Provide an exact copy of the data, excluding the images.

• [PROVIDED MATERIAL]:
◇ ◇ ◇
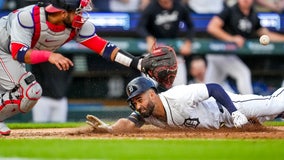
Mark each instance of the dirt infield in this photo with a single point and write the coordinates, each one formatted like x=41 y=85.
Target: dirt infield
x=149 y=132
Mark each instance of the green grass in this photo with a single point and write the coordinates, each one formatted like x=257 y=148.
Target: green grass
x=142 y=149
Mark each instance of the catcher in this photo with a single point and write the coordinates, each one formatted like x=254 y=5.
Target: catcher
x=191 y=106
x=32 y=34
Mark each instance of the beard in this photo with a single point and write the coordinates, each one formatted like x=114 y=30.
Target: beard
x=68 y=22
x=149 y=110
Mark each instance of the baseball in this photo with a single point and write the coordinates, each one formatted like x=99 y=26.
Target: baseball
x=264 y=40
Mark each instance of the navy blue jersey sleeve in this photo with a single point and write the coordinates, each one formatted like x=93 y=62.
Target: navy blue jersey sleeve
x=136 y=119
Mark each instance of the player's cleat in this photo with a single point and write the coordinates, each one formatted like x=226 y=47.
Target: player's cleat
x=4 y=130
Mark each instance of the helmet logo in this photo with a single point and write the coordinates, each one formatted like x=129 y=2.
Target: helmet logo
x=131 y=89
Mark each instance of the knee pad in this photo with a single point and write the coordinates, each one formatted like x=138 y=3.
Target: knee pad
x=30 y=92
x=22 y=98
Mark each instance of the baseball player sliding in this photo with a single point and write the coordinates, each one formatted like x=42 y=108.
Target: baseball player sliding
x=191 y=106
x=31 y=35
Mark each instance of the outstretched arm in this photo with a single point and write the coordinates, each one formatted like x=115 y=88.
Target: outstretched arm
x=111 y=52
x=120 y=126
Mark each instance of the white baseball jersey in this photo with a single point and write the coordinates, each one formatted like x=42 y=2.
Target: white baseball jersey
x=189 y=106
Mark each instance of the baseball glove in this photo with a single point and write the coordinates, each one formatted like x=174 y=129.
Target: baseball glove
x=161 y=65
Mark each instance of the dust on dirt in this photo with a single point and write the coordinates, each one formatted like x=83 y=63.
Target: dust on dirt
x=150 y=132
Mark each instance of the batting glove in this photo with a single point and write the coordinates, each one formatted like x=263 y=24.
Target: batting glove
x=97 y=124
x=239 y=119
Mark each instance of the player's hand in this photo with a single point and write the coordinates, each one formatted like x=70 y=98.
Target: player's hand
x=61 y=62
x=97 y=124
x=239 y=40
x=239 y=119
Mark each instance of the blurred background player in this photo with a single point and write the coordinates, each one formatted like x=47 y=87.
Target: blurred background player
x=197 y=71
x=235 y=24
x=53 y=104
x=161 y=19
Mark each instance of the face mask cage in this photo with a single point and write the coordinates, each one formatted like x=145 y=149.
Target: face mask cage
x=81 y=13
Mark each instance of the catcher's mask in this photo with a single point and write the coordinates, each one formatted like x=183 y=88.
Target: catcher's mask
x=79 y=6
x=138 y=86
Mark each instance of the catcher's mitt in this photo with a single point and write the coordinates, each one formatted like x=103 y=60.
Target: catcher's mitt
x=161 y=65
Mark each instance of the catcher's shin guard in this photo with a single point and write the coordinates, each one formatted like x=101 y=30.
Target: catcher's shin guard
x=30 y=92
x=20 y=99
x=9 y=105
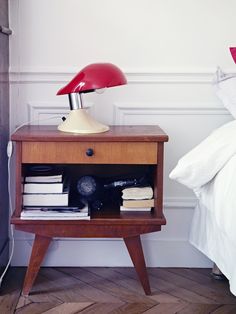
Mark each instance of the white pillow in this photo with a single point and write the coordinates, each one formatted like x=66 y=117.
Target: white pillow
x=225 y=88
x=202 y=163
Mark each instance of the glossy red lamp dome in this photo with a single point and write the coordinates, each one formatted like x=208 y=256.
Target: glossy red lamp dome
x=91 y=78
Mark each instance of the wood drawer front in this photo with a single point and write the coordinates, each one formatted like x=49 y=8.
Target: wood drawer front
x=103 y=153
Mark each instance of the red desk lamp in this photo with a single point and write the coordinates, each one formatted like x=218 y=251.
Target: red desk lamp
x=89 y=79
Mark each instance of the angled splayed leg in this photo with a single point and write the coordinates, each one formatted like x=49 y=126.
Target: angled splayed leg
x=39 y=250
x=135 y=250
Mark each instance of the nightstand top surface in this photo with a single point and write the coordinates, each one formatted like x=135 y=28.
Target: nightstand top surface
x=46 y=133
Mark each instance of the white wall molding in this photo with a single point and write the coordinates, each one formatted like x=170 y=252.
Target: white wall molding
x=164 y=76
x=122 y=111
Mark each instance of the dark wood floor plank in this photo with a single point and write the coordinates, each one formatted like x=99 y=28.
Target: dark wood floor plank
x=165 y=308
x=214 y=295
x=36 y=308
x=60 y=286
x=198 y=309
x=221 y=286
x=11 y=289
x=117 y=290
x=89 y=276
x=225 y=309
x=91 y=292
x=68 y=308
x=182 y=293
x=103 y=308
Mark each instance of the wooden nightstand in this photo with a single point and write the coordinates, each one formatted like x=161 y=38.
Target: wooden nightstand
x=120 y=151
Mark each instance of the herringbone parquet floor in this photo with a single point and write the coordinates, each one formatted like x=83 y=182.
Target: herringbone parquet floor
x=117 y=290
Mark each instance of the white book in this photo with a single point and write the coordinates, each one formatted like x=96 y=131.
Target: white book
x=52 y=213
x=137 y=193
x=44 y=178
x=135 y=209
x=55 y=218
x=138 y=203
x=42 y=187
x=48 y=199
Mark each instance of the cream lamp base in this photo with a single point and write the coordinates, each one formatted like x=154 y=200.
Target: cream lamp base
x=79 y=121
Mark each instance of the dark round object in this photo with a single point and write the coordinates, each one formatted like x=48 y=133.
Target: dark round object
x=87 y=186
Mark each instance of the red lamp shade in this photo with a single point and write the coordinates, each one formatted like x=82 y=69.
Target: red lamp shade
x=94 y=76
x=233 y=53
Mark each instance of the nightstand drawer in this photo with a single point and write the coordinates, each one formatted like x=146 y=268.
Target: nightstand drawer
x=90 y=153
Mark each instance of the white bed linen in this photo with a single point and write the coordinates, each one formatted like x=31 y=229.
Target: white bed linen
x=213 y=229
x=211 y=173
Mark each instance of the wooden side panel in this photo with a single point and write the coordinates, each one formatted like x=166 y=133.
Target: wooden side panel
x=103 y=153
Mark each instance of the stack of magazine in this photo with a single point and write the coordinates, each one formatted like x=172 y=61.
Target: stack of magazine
◇ ◇ ◇
• [RESPONSE]:
Mark each instance of the dirt infield in this photo with a single point and write the coordinates, each one formatted like x=41 y=85.
Target: dirt infield
x=149 y=132
Mark each instance of the green grass in this photo with a single point and write the coordinates, each one formatted like x=257 y=148.
Target: green grass
x=142 y=149
Mark each instance of the catcher in this photo with a single point and write the coordinates, each one formatted like x=254 y=5.
Target: catcher
x=191 y=106
x=32 y=34
Mark each instance of the beard in this photo with a single point and write the coordinates, each one formatted like x=114 y=30.
Target: beard
x=68 y=22
x=149 y=110
Mark each instance of the baseball in this photo with a single point and write the coordinates, each one formatted like x=99 y=26.
Target: baseball
x=264 y=40
Mark each instance of the navy blue jersey sleeve in this photo with a single point and write the coordinates, each one formatted like x=93 y=62.
Target: navy blue jersey sleeve
x=136 y=119
Mark each instance of the player's cleat in this photo with a single point and write the coordinates, each one formatted like x=226 y=47.
Target: player's cleat
x=4 y=130
Mark each instance of the helmet logo in this photo with a single point and write the coordinates, each one formatted like x=129 y=2.
Target: helmet logo
x=131 y=89
Mark each instance of the knee pad in this photo with a single point and write the coordinates, each one formatted like x=138 y=3.
Target: knee pad
x=30 y=92
x=22 y=98
Mark each instance of the baseball player sliding in this photo with a single point and write the coordinates, each one formatted like x=42 y=108.
Target: baseball player sliding
x=191 y=106
x=31 y=35
Mark each instance of the outstretched arm in this photo with a single point and write the coordinates, each one formatted like x=115 y=88.
Target: outstretched arm
x=111 y=52
x=120 y=126
Mark each instance of the white baseball jersey in this photo with a single point and write the coordinates, each one formatted like x=42 y=2.
Target: white baseball jersey
x=189 y=106
Mark each instance of the baseball glove in this photo with a single point and write the coordinates, each one formatted like x=174 y=129.
Target: baseball glove
x=161 y=65
Mark each instance of the dust on dirt in this photo with a single point and write the coordinates, each one formatted like x=83 y=63.
Target: dust on dirt
x=150 y=132
Mark each instance of the batting glove in this photo with a single point and write the coordinates, each one formatted like x=263 y=24.
Target: batting glove
x=97 y=124
x=239 y=119
Mark each instance of the player's hand in this photo with a single point and write the coordinates, each one formatted like x=70 y=98.
Target: player's hand
x=61 y=62
x=97 y=124
x=239 y=40
x=239 y=119
Mark each instance of the blurred background player in this photo with a single point and write the coordinates, each one formatted like x=47 y=87.
Target: blurred background player
x=197 y=71
x=235 y=24
x=53 y=104
x=161 y=19
Mark each instance of the face mask cage in this photo with a single point and write the coordinates, each one formatted like x=145 y=149.
Target: face mask cage
x=81 y=13
Mark each instance of the catcher's mask in this photo with a single point and write the coordinates, each one formatted like x=183 y=88.
Target: catcher's mask
x=79 y=6
x=138 y=86
Mark each instance of the catcher's mitt in this photo with a single point and write the coordinates, each one formatted like x=103 y=60.
Target: catcher's mitt
x=161 y=65
Mark each instance of the catcher's shin guard in this photo with a single point and write the coordinates, each one formatted like x=101 y=30.
Target: catcher's shin guard
x=30 y=92
x=20 y=99
x=9 y=105
Mark each instance of the white pillow in this photo with a single point and write the coordinates, each one formatted like x=66 y=117.
Target: white pillow
x=225 y=88
x=202 y=163
Mark each instance of the glossy red lamp dome in this photo with a single point and write the coordinates, each one formatted like x=208 y=256.
Target: glossy red lamp dome
x=91 y=78
Mark each instance of the wood drawer front in this photo with a single point and write the coordinates, each one formatted like x=49 y=8.
Target: wood drawer front
x=103 y=153
Mark each instance of the red desk lamp in this photo with a single point and write the coordinates, each one formatted like x=218 y=251.
Target: red desk lamp
x=89 y=79
Mark each instance of the angled splayed leg in this photo with a single point and write the coordinates, each one formatted like x=49 y=126.
Target: angled splayed leg
x=39 y=250
x=135 y=250
Mark each instance of the nightstand top surface in this photo with a single point and write the coordinates, each one formatted like x=135 y=28.
Target: nightstand top surface
x=46 y=133
Mark each instance of the white wall molding in this photo with a single point and write the coordinates, each one formatted like x=170 y=252.
Target: white wall molding
x=164 y=76
x=122 y=111
Mark each instance of the dark wood floor plank in this photo with a single point and write the coordinates, each one formatted like x=99 y=28.
Target: dark wood floor plank
x=165 y=308
x=214 y=295
x=36 y=308
x=60 y=286
x=198 y=309
x=221 y=286
x=11 y=289
x=117 y=290
x=89 y=276
x=225 y=309
x=91 y=292
x=68 y=308
x=182 y=293
x=103 y=308
Mark each instance of the wooden nightstand in this photo with a single point and write the coordinates, each one formatted like x=161 y=38.
Target: wooden nightstand
x=120 y=151
Mark each instance of the herringbone parquet floor in this photo with a single point and write the coordinates, each one formatted like x=83 y=182.
Target: herringbone parquet floor
x=117 y=290
Mark each instance of the white book in this photo with a single point and write the coordinates, each one formatted like x=96 y=131.
Target: white book
x=52 y=213
x=137 y=193
x=44 y=178
x=135 y=209
x=55 y=218
x=138 y=203
x=42 y=187
x=48 y=199
Mark each instance of the cream lamp base in this photo with a single point and write the coordinates, each one formatted like x=154 y=200.
Target: cream lamp base
x=79 y=121
Mark each instance of the dark round object in this photo with a single point and write the coordinates, each one formatted like x=48 y=133.
Target: dark round object
x=87 y=186
Mark each instance of the red lamp shade in this photo with a single point and write the coordinates, each one formatted like x=82 y=69.
Target: red lamp shade
x=94 y=76
x=233 y=53
Mark each instance of the nightstand drawer in this photo with a single point and write the coordinates, each one formatted like x=146 y=268.
Target: nightstand drawer
x=90 y=153
Mark each instance of the white bed linen in this photo with a single point and write the coordinates, each one formatted like x=31 y=229.
Target: white bed linen
x=213 y=229
x=211 y=173
Mark each instance of the wooden side panel in this photo with a single point and write the coordinates, each one formatted like x=166 y=133.
Target: wooden side panel
x=103 y=153
Mark each instance of the stack of magazine in this photo with a single point and write the coordinates, each one formatted like x=172 y=61.
Target: stack of magazine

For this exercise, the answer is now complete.